Document passage START

These ambiguous implications pose formidable problems for economic analysis and public policy. The basic difficulty is that the kind of imperfect competition achievable in the real world—given uncertainty, imperfect knowledge, immobilities of capital and labor, and fluctuating demand—often produces defective results, which can sometimes be improved by restraints on competition. The main defense of cartels is precisely that competition is often destructive, unstable, and wasteful. The question, then, is whether—either ever or under what circumstances—the possible contributions of cartels or trade associations in mitigating these ills outweigh their dangers, and if so, how to achieve the one while escaping the other.
One partial escape is to have the government undertake the socially beneficent functions. Government agencies collect and publish data on prices, costs, inventories, and sales; determine and prescribe quality specifications; prohibit fraud and unfair methods of competition; and provide technical and managerial assistance to small business. But government regulations too (e.g., product standards or rules of fair competition) may discourage competition and innovation. Moreover, it is inconceivable that in a pluralistic society government services could entirely supplant voluntary business collaboration. There is no escape, therefore, from the necessity of developing economic criteria and legal procedures for predicting, assessing, and sifting out the complex consequences of these various activities.
There are wide differences in the public policies adopted to this end; and there is in fact no wholly satisfactory solution, for several reasons.
(1) As we have already seen, the economic consequences of these activities will vary, depending in each instance not only on the nature of the collaboration but also on all relevant circumstances of the market in which it takes place; and these circumstances themselves constantly change over time. It is therefore extremely difficult to formulate general rules applicable to each individual instance.
(2) In economic terms, the ideal policy might be one that involves a comprehensive scrutiny of each individual situation, after the fact, to determine whether the collaboration was in practice doing more good than harm, on balance, and to institute whatever modifications seem to be required. But the law necessarily places heavy reliance on rules that are clear and readily enforceable: a case-by-case approach, ex post facto, would offer businessmen less guidance in advance about unacceptable courses of conduct; and regulatory processes would inevitably lag behind the dynamic forces they were seeking to control. The opposite extreme is the promulgation of per se prohibitions pertaining to specified interfirm collaborations; these fall afoul of the first objection but could be defended, on balance, as doing more good than harm. A familiar, intermediate course is to condemn only those arrangements whose impairment of competition as an effective force in the market place is direct and substantial. Such a rule requires an examination in some situations only of the nature of the collaboration and restraint; in others it requires a more comprehensive appraisal of its impact. Yet neither this nor any other solution can be economically perfect; in some situations direct and substantial concerted limitations on competition may prevent truly destructive rivalry.
(3) Finally, there is the difficulty that public economic policy is necessarily shaped by largely noneconomic considerations, and appropriately so. These include the attitude that society has toward the presence and exercise of private economic power and the respective weights it wishes to give to the goals of efficiency, equity, security, and progressiveness, all of which are affected by antimonopoly policy. There is no perfect resolution of these many, often conflicting, considerations.

Document passage END
Listed records START

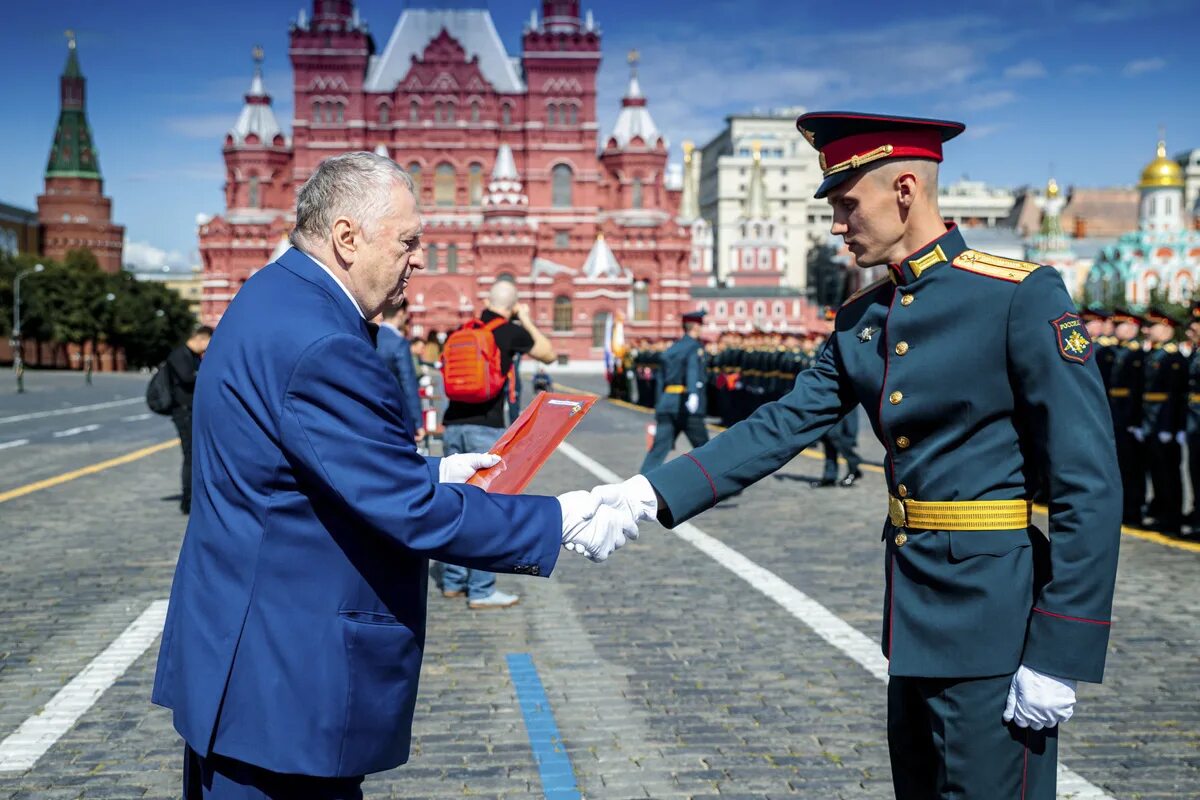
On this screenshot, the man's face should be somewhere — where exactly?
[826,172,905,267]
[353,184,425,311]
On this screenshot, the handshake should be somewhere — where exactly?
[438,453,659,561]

Listed records END
Listed records START

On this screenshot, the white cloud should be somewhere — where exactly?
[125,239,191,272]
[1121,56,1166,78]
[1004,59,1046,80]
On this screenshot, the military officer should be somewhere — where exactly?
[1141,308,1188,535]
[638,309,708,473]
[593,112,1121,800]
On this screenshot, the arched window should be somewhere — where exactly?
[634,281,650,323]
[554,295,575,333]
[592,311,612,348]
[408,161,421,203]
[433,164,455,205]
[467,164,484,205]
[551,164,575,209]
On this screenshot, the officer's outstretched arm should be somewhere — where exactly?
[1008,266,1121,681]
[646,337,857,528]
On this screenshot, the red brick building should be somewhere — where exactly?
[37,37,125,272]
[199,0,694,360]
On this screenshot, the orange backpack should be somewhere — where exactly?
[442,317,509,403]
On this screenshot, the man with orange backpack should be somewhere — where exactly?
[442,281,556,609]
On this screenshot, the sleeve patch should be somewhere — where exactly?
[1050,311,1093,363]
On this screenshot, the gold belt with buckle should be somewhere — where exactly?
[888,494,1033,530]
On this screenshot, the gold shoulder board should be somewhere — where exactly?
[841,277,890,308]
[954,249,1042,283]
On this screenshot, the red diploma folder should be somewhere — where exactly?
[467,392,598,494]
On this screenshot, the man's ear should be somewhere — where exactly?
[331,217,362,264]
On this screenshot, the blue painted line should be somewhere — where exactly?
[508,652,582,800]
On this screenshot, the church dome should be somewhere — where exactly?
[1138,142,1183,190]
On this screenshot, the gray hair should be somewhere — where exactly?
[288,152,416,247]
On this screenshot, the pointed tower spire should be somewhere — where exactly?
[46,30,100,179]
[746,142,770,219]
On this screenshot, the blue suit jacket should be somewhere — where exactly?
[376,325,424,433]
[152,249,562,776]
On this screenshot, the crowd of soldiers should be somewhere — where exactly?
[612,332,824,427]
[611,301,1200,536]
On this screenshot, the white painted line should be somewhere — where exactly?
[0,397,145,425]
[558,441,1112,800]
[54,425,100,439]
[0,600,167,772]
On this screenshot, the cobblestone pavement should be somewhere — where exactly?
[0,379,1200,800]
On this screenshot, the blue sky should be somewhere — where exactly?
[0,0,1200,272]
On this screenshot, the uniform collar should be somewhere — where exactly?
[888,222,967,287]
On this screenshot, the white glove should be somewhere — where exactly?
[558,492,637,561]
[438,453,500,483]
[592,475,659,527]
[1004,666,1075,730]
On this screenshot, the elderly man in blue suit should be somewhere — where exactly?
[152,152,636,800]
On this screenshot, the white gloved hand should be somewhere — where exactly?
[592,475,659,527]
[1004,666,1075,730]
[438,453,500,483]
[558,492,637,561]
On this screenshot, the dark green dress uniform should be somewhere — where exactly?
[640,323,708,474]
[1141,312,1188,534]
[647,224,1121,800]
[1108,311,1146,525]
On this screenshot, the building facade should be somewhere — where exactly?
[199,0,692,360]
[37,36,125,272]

Listed records END

### What to work on
List the goals that the passage on cartels and public policy says society weighs, all of which antimonopoly policy affects.

### Exercise result
- efficiency
- equity
- security
- progressiveness